[BEGIN RECORDS FOR PROCESSING]
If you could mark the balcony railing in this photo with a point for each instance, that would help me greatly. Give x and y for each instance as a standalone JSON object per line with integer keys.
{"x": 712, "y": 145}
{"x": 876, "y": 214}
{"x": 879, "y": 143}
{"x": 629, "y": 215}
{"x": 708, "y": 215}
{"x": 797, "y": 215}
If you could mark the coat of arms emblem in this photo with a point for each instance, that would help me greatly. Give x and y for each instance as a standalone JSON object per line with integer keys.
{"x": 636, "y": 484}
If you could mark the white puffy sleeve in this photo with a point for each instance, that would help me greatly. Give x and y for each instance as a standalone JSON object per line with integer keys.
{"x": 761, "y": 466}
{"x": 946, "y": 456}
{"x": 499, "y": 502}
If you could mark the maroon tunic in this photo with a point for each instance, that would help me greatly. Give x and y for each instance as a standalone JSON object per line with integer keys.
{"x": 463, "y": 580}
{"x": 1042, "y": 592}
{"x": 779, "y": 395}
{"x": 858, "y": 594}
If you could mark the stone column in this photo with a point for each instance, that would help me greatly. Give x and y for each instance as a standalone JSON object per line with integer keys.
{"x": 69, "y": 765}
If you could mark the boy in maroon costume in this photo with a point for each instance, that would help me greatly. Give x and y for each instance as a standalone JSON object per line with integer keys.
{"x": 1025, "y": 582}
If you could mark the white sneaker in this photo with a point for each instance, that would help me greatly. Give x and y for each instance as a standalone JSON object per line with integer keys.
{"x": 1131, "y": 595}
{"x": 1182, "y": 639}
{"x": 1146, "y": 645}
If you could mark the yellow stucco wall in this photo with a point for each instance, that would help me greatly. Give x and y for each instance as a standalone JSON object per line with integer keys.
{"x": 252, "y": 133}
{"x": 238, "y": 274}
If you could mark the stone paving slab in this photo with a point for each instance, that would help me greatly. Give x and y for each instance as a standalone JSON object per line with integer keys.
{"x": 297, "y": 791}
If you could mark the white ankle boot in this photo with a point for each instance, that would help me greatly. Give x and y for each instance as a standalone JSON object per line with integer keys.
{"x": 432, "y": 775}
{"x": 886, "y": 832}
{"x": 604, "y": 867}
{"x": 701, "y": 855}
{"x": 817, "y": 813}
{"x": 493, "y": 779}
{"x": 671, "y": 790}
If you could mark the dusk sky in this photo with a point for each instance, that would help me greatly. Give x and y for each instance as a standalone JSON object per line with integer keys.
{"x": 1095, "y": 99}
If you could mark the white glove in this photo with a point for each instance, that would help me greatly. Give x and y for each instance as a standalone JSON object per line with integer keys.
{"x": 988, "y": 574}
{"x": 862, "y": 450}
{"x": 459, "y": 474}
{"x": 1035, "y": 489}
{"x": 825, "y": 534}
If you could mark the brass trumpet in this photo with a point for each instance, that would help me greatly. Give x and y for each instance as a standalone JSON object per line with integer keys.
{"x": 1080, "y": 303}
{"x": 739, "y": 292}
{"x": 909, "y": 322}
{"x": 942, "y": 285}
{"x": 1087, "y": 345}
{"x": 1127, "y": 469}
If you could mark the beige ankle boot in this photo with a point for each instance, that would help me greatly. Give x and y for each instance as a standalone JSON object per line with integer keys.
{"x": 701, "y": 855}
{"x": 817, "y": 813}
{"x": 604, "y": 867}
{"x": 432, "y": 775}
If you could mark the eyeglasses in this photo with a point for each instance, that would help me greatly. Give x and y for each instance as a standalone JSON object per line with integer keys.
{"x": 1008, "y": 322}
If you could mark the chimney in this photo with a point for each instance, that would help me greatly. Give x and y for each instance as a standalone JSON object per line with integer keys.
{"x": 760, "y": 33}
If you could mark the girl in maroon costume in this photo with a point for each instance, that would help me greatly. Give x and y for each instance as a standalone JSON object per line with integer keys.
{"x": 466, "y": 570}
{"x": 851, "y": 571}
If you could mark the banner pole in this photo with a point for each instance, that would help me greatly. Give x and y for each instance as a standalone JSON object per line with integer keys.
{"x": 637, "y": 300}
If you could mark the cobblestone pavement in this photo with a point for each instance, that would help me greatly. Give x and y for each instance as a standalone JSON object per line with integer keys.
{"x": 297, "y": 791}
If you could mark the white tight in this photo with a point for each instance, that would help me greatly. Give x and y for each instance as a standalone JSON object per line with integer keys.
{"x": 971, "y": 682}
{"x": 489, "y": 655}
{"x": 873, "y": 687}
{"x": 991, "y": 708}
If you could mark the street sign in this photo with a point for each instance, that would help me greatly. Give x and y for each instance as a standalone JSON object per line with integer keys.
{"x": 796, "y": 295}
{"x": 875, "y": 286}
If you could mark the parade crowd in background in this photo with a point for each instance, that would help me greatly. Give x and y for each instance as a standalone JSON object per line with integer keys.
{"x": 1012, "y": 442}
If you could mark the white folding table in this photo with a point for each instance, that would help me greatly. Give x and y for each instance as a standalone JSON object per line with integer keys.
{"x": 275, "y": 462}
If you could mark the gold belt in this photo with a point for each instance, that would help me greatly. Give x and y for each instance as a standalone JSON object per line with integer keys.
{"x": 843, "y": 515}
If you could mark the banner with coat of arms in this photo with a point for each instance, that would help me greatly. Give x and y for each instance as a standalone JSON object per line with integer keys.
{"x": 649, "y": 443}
[END RECORDS FOR PROCESSING]
[BEGIN RECORDS FOR PROCESSING]
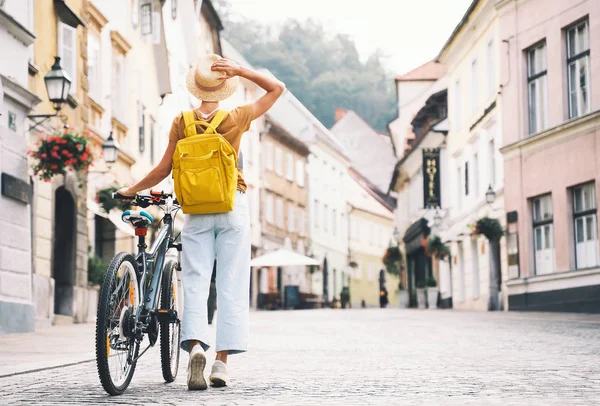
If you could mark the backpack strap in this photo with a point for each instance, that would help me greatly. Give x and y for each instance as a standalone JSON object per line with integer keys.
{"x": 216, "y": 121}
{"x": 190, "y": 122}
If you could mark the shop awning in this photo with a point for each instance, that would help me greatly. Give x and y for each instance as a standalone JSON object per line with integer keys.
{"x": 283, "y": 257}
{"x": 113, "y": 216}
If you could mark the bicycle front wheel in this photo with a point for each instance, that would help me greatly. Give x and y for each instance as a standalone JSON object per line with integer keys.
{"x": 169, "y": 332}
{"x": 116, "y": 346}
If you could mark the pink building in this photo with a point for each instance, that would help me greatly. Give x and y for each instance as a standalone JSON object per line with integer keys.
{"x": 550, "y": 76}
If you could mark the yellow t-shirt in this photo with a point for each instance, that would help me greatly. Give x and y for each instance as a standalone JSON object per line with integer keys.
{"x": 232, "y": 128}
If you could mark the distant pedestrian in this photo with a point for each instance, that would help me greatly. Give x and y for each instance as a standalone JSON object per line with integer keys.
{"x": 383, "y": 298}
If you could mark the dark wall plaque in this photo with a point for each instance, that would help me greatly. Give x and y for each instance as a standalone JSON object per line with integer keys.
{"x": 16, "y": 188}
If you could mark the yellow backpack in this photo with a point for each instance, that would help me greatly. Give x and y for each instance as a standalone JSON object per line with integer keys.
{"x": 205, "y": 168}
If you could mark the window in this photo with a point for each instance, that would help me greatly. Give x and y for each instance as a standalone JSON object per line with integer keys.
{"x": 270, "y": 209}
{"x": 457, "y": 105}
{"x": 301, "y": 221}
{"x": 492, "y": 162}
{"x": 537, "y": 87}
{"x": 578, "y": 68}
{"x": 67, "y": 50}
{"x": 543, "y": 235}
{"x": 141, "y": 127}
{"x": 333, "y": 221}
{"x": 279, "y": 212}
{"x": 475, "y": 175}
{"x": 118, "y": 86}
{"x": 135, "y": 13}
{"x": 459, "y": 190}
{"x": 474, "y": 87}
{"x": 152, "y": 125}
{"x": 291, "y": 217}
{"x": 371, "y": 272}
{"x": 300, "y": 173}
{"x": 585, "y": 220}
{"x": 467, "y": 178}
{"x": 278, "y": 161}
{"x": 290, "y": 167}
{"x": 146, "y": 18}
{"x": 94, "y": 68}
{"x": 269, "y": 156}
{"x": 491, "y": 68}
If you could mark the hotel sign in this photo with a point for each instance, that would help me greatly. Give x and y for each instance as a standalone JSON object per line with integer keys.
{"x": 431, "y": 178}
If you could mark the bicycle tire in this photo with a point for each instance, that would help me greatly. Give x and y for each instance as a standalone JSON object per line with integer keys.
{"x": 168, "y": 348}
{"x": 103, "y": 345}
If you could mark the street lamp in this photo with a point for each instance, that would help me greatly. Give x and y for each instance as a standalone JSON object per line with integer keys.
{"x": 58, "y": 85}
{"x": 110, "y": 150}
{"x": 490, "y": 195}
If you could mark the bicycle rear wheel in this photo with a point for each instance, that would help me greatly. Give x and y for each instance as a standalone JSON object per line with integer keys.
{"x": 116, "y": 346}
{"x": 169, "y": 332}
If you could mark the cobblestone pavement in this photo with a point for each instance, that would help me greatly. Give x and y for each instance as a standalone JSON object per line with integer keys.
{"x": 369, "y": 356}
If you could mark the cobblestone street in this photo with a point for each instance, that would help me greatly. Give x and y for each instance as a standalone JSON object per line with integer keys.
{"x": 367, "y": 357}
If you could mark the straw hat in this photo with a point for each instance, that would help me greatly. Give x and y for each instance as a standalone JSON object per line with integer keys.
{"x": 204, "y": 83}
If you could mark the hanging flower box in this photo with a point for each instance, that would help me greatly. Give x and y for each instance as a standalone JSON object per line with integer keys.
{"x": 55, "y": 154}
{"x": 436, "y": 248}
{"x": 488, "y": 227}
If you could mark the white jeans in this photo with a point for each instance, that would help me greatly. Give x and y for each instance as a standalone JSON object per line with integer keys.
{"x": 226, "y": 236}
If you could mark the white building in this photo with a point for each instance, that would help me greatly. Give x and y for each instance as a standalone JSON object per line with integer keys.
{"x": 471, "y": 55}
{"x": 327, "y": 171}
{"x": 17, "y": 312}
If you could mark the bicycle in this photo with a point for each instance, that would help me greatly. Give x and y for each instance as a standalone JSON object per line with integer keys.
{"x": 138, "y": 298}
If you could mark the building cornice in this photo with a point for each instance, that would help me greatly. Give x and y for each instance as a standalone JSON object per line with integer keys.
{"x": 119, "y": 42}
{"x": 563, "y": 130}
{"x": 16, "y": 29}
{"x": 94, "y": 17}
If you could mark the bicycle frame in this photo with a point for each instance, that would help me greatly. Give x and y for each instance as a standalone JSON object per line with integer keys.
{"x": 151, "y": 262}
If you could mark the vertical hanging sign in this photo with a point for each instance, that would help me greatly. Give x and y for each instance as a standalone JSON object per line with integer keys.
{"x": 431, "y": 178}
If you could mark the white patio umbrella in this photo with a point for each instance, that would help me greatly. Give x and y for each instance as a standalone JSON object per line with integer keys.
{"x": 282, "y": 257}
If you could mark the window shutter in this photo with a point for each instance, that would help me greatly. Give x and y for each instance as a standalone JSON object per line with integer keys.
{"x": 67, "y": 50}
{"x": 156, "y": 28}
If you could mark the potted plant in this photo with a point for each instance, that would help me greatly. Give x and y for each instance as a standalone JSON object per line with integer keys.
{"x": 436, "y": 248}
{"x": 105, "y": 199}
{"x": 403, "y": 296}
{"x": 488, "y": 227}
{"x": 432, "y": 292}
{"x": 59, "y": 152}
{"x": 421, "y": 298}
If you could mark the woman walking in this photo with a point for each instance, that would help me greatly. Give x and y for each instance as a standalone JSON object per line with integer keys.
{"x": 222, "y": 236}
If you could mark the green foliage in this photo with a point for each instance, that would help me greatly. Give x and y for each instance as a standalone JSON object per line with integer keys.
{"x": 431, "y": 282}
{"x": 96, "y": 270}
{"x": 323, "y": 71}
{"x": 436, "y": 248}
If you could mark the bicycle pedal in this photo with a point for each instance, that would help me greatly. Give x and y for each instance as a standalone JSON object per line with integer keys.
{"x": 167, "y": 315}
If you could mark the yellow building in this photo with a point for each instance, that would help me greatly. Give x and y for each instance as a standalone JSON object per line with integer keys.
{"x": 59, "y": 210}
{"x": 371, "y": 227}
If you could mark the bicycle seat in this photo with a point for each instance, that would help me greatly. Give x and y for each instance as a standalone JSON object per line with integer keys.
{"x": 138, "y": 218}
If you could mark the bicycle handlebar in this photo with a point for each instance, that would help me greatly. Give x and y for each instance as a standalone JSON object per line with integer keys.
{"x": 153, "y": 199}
[END RECORDS FOR PROCESSING]
[BEGIN RECORDS FOR PROCESSING]
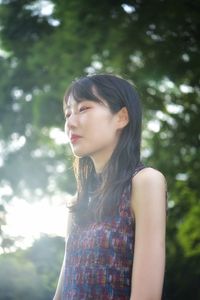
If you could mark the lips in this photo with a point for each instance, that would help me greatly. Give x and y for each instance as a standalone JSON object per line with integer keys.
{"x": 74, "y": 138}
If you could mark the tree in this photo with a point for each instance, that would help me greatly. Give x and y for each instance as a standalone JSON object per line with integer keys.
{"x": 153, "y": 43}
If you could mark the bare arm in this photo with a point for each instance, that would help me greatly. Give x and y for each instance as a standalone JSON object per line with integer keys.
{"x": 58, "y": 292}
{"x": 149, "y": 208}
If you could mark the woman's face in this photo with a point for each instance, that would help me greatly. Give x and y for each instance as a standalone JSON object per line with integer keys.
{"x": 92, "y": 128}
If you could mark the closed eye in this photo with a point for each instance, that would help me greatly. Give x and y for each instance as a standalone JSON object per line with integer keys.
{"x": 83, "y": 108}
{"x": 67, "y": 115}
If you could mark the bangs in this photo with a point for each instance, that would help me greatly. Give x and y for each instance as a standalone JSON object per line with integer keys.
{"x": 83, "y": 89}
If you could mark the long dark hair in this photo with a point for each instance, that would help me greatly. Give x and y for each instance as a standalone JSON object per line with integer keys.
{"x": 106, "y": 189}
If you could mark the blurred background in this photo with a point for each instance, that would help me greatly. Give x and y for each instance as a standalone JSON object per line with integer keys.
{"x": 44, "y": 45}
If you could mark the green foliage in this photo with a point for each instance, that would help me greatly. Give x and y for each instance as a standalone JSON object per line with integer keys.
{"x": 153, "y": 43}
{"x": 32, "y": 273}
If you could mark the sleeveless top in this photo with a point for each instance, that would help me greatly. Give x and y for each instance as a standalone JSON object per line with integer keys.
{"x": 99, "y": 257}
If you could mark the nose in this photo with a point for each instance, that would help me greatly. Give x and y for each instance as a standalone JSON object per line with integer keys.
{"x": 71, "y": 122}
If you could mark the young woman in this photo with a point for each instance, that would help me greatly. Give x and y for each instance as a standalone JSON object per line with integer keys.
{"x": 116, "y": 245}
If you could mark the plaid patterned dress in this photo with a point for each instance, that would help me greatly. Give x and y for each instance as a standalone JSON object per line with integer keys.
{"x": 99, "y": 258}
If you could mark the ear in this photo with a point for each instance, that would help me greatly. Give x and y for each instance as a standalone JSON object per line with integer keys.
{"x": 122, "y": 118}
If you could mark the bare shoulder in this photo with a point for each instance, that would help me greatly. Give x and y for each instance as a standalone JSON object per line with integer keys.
[END RECORDS FOR PROCESSING]
• _EXERCISE_:
Report how many lines of the items above contain the word "yellow". Give only the number.

• _SOLUTION BELOW_:
4